◆ GIVEN REQUEST:
Recast every line of the entries below as a numbered list, leaving out any blank lines.

— BEGIN —

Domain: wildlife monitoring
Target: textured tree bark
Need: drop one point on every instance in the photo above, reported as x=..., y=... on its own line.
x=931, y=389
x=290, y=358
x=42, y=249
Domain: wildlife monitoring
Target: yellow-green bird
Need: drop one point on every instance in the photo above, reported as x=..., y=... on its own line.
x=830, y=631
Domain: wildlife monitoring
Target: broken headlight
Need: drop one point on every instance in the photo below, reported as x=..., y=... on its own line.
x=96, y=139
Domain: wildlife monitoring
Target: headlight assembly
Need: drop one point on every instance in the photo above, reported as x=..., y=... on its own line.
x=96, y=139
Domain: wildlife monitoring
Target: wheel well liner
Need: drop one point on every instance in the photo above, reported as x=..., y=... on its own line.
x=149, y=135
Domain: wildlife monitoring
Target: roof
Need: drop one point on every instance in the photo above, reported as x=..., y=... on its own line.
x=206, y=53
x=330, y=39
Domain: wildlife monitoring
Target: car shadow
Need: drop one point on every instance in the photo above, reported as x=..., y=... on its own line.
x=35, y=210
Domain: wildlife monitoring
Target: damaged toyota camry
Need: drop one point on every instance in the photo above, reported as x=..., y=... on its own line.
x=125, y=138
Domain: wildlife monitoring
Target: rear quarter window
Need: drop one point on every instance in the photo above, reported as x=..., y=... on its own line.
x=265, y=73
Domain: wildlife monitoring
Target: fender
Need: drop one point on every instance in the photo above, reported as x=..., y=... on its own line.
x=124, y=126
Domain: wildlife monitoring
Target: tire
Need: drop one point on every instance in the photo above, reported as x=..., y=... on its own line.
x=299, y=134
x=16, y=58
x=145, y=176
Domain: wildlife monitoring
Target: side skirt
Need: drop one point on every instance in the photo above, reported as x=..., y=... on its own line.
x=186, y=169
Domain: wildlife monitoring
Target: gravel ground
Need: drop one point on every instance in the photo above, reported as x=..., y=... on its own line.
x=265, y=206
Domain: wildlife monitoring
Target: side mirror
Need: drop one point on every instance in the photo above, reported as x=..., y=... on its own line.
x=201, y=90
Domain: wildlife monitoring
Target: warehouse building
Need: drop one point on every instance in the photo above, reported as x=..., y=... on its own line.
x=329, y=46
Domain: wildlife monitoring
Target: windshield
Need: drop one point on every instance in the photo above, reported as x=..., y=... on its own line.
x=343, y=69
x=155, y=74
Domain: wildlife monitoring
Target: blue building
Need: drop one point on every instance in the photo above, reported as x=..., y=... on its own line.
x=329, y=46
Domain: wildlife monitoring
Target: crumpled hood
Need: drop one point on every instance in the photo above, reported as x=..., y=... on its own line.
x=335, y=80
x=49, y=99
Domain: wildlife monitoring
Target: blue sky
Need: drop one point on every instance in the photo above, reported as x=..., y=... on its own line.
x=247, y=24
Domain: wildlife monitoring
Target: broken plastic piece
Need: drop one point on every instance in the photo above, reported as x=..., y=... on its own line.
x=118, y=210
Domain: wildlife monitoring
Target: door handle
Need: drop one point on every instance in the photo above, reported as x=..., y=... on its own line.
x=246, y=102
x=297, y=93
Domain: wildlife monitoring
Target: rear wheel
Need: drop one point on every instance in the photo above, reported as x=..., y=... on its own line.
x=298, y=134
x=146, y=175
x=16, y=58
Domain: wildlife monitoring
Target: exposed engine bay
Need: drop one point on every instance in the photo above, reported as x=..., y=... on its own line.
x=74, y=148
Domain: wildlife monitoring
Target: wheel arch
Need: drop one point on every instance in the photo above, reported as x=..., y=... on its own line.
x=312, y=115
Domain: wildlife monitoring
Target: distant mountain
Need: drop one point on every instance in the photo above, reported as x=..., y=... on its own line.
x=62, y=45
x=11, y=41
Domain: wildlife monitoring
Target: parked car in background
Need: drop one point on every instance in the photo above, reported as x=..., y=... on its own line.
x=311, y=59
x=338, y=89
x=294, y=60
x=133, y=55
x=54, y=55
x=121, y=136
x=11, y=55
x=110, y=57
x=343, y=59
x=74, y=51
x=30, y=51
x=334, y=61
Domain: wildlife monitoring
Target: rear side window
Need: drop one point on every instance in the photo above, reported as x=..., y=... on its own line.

— END —

◆ THE ANSWER:
1. Domain: wildlife monitoring
2. Target: textured tree bark
3. Need: drop one point on every instance in the photo above, reported as x=..., y=... on its own line.
4. x=931, y=389
5. x=290, y=358
6. x=42, y=249
7. Domain: wildlife monitoring
8. Target: yellow-green bird
9. Need: drop one point on every instance in the photo above, reported as x=..., y=... on its own line.
10. x=830, y=631
11. Domain: wildlife monitoring
12. Target: broken headlight
13. Need: drop one point on every instance in the photo below, reported as x=..., y=... on its own line.
14. x=96, y=139
15. Domain: wildlife monitoring
16. Target: headlight assembly
17. Need: drop one point on every instance in the photo above, reported as x=..., y=... on its own line.
18. x=96, y=139
19. Domain: wildlife monitoring
20. Target: wheel well liner
21. Need: drop one point on every instance in the photo above, reported as x=..., y=... on its own line.
22. x=149, y=135
23. Domain: wildlife monitoring
24. Target: roof
25. Need: drop one point on every instance in the photo above, reported as x=..., y=... on its own line.
26. x=206, y=53
27. x=330, y=39
28. Domain: wildlife monitoring
29. Target: car shadow
30. Need: drop one point on every instance in the photo above, reported as x=..., y=... on its own line.
31. x=35, y=210
32. Domain: wildlife monitoring
33. Target: damaged toyota camry
34. Need: drop one point on every instance in the photo above, reported as x=..., y=... on its own line.
35. x=125, y=138
36. Domain: wildlife monitoring
37. Target: rear quarter window
38. Need: drop one point on every instance in the photo above, reported as x=..., y=... on its own line.
39. x=265, y=73
40. Domain: wildlife monitoring
41. Target: fender
42. Need: drop one point on every instance in the photo above, reported as x=..., y=... on its own line.
43. x=124, y=126
44. Domain: wildlife monitoring
45. Target: tire
46. Need: drop one point on every instance in the photo above, reported as x=..., y=... on its own line.
47. x=299, y=134
48. x=16, y=58
49. x=145, y=176
50. Domain: wildlife monitoring
51. Target: side skirt
52. Need: drop one point on every instance in the photo above, reported as x=..., y=... on its own line.
53. x=186, y=169
54. Domain: wildlife monitoring
55. Target: gravel ground
56. Need: drop one point on every instance in the photo above, reported as x=..., y=... on its own line.
57. x=265, y=206
58. Domain: wildlife monitoring
59. Target: side mirror
60. Need: drop one point on every instance in the photo above, reported as x=..., y=... on its own line.
61. x=201, y=90
62. Domain: wildlife monitoring
63. Target: warehouse building
64. Need: drop one point on every instance in the photo above, reported as x=..., y=... on its own line.
65. x=329, y=46
66. Domain: wildlife monitoring
67. Target: windshield
68. Need: drop one point on every instance in the photo above, reported as x=..., y=... on its own line.
69. x=343, y=69
70. x=155, y=74
71. Domain: wildlife monitoring
72. Target: blue building
73. Need: drop one point on every instance in the photo above, reported as x=..., y=... on its own line.
74. x=329, y=46
75. Domain: wildlife monitoring
76. Target: crumpled hood
77. Need: drop one point on every instance in the photo above, reported as x=..., y=... on its own line.
78. x=335, y=80
79. x=49, y=99
80. Domain: wildlife monitoring
81. Target: blue sky
82. Need: drop one point on every instance in the photo above, reported as x=..., y=... on its own line.
83. x=247, y=24
84. Domain: wildlife monitoring
85. Target: broken plastic piece
86. Need: drop one point on every instance in the photo above, reported as x=..., y=... on its own line.
87. x=118, y=210
88. Domain: wildlife monitoring
89. Target: door handle
90. Need: drop one point on every instance in the photo above, reported as x=..., y=... on its own line.
91. x=246, y=102
92. x=297, y=93
93. Domain: wildlife monitoring
94. Target: rear wheel
95. Need: drop one point on every instance in the photo above, reported as x=..., y=... on its own line.
96. x=298, y=134
97. x=146, y=175
98. x=16, y=58
99. Domain: wildlife monitoring
100. Target: exposed engine bay
101. Need: drop one point on every instance in the photo above, reported as x=..., y=... on its own line.
102. x=74, y=148
103. Domain: wildlife monitoring
104. Target: wheel arch
105. Need: drop one point on every instance in the photo above, reported as x=..., y=... on its own line.
106. x=312, y=115
107. Domain: wildlife monitoring
108. Target: distant mountain
109. Need: drop one point on every instance in the photo above, reported as x=..., y=... on its own line.
110. x=62, y=45
111. x=11, y=41
112. Domain: wildlife monitoring
113. Target: parked car in background
114. Need: drop one point on every instance in the photo above, reported as x=..., y=... on its own line.
115. x=311, y=59
116. x=338, y=89
117. x=294, y=60
118. x=133, y=55
119. x=54, y=55
120. x=121, y=136
121. x=11, y=55
122. x=110, y=57
123. x=343, y=59
124. x=74, y=51
125. x=30, y=51
126. x=334, y=61
127. Domain: wildlife monitoring
128. Target: rear side window
129. Need: drop one point on every instance in the photo above, reported as x=..., y=... on its own line.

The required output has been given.